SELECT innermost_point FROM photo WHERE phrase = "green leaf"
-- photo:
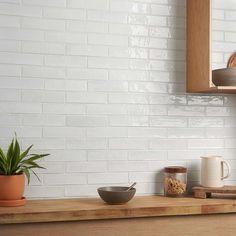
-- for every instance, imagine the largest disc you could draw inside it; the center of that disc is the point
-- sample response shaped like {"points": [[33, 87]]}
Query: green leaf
{"points": [[27, 174], [14, 162], [15, 156], [9, 157], [25, 153]]}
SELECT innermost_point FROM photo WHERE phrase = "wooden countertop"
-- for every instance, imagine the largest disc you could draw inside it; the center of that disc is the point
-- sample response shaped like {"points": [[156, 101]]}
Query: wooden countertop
{"points": [[95, 209]]}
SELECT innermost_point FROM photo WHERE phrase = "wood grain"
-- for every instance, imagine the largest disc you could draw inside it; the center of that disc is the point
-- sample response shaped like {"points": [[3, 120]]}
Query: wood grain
{"points": [[198, 45], [210, 225], [95, 209], [205, 192]]}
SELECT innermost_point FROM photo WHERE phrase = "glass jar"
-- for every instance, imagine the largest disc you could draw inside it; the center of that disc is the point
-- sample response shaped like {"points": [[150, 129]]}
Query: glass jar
{"points": [[175, 181]]}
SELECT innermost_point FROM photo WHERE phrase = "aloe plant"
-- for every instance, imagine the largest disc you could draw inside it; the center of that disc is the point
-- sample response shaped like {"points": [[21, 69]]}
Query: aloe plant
{"points": [[15, 162]]}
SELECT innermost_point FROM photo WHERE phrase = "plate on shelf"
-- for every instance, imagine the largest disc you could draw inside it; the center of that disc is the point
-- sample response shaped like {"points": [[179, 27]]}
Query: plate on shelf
{"points": [[232, 61], [224, 77]]}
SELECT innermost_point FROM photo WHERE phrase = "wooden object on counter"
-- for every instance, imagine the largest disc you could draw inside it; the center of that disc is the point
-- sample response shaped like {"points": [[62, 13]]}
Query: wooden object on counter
{"points": [[199, 54], [149, 216], [204, 192], [96, 209]]}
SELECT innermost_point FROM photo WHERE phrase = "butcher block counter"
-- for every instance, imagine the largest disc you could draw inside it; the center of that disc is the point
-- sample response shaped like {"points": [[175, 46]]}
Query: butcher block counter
{"points": [[149, 215]]}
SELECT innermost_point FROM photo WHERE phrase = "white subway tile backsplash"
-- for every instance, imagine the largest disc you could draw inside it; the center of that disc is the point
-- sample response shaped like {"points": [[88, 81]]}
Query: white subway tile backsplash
{"points": [[86, 97], [128, 143], [105, 178], [59, 108], [147, 155], [118, 120], [100, 85], [86, 121], [43, 120], [88, 4], [20, 58], [66, 85], [64, 179], [105, 16], [89, 166], [87, 144], [106, 132], [42, 24], [60, 13], [66, 132], [52, 3]]}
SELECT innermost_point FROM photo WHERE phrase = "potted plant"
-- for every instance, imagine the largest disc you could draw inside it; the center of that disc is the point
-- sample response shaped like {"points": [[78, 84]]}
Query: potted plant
{"points": [[14, 166]]}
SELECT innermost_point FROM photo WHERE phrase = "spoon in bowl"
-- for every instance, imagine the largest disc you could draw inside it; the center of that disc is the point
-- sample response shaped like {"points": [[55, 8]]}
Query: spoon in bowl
{"points": [[131, 186]]}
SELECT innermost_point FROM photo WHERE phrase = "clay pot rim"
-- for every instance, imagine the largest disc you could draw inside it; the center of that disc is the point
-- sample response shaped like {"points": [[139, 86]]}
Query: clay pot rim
{"points": [[11, 175]]}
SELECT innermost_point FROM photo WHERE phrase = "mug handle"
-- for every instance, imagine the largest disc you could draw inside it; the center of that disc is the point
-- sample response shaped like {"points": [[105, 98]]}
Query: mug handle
{"points": [[229, 170]]}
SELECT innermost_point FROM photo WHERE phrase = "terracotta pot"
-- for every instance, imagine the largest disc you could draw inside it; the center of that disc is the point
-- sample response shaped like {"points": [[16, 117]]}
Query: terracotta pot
{"points": [[12, 187]]}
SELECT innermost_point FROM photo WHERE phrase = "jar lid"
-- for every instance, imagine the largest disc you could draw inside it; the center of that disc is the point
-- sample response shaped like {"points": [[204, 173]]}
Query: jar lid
{"points": [[175, 169]]}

== == ==

WHAT YOU NEED TO DO: Leaving the images out, return every record exactly.

WORKED SOLUTION:
SELECT innermost_point FROM photo WHERE phrase = "green leaf"
-- photo:
-- for every instance, imagine the largest disc you could draw inside it; the center of that disc is the point
-- sample response shaped like {"points": [[33, 87]]}
Query: green leaf
{"points": [[27, 174], [14, 162], [15, 156], [9, 157], [25, 153]]}
SELECT innermost_point FROM photo WHERE phrase = "wooden countertop"
-- for every instance, imagine the largest disc you could draw inside it; the center of that disc is the point
-- sample response shaped like {"points": [[156, 101]]}
Query: wooden countertop
{"points": [[95, 209]]}
SELECT innermost_point FROM photo WHERE phrase = "wood grain"
-- for every instance, imagine the largest disc you could draw inside it; the center of that disc is the point
-- sample response shaped like {"points": [[3, 120]]}
Query: wood grain
{"points": [[198, 45], [210, 225], [95, 209], [205, 192]]}
SELECT innermost_point FROM photo WHERE phrase = "glass jar"
-- for every instance, imagine the largest disc you could draw inside it; the center of that disc is the point
-- sample response shaped like {"points": [[150, 129]]}
Query: glass jar
{"points": [[175, 181]]}
SELECT innermost_point FROM photo WHERE phrase = "aloe plant"
-- for every instance, imagine the largest disc you could draw inside it; the center of that disc is the point
-- sample response shaped like {"points": [[21, 69]]}
Query: aloe plant
{"points": [[15, 162]]}
SELECT innermost_point FROM photo WHERE phrase = "plate on shelf"
-- for every instance, imagine the largest disc you could draw inside it; the center of that disc is the point
-- sample response shaped like {"points": [[179, 27]]}
Query: plate on shelf
{"points": [[232, 61], [224, 77]]}
SELECT innermost_point FROM photo WHERE phrase = "wooden object on counter"
-- for every instance, imagine the largest disc you could draw inside it; the center of that disc is the point
-- sample response shaped like {"points": [[62, 13]]}
Query: wooden object on counter
{"points": [[199, 54], [149, 216], [204, 192], [96, 209]]}
SELECT innermost_point FROM photo WHERE phrase = "butcher block counter"
-- for every instance, imagine the largest disc you could draw inside it; the center of that disc is the point
-- sample response shaped like {"points": [[175, 46]]}
Query: butcher block counter
{"points": [[149, 215]]}
SELECT innermost_point FROM photo WHERE phrase = "white subway tile backsplash"
-- for every instance, imagine the largest disc you could draw inside it; the center of that disc is the point
-- sample response shaped like {"points": [[88, 81]]}
Query: white subway tile backsplash
{"points": [[86, 97], [128, 143], [105, 178], [59, 108], [147, 155], [118, 120], [100, 85], [86, 121], [43, 120], [88, 4], [20, 58], [66, 85], [64, 179], [105, 16], [89, 166], [87, 144], [106, 132], [42, 24], [60, 13], [66, 132], [52, 3]]}
SELECT innermost_point FROM photo WHERE phrase = "potted plant"
-- for every instance, imagine the largest disc you could draw inside it; the center of that disc is the point
-- sample response shaped like {"points": [[78, 84]]}
Query: potted plant
{"points": [[14, 166]]}
SELECT innermost_point FROM photo WHERE phrase = "spoon in bowl"
-- for every instance, imagine the largest disc you could draw inside it; the center of that disc is the point
-- sample response shaped like {"points": [[55, 8]]}
Query: spoon in bowl
{"points": [[131, 186]]}
SELECT innermost_point FROM photo WHERE phrase = "clay pot rim"
-- for every instance, imagine the largest disc you could draw inside it; the center of that disc is the point
-- sample response shaped like {"points": [[139, 86]]}
Query: clay pot rim
{"points": [[11, 175]]}
SELECT innermost_point FROM photo WHERE phrase = "mug handle"
-- for every instance, imagine the largest disc you could draw inside it; the center of that disc is the point
-- sample response shaped like {"points": [[105, 98]]}
Query: mug handle
{"points": [[229, 170]]}
SELECT innermost_point FROM photo WHERE phrase = "terracotta pot"
-- for every instance, imagine the largest disc you could draw inside it; the center of that disc is the point
-- sample response shaped like {"points": [[16, 117]]}
Query: terracotta pot
{"points": [[12, 187]]}
SELECT innermost_point FROM photo WHERE phrase = "jar lid"
-- for every instance, imagine the largest disc you could draw inside it; the center of that disc is the point
-- sample response shaped like {"points": [[204, 173]]}
Query: jar lid
{"points": [[175, 169]]}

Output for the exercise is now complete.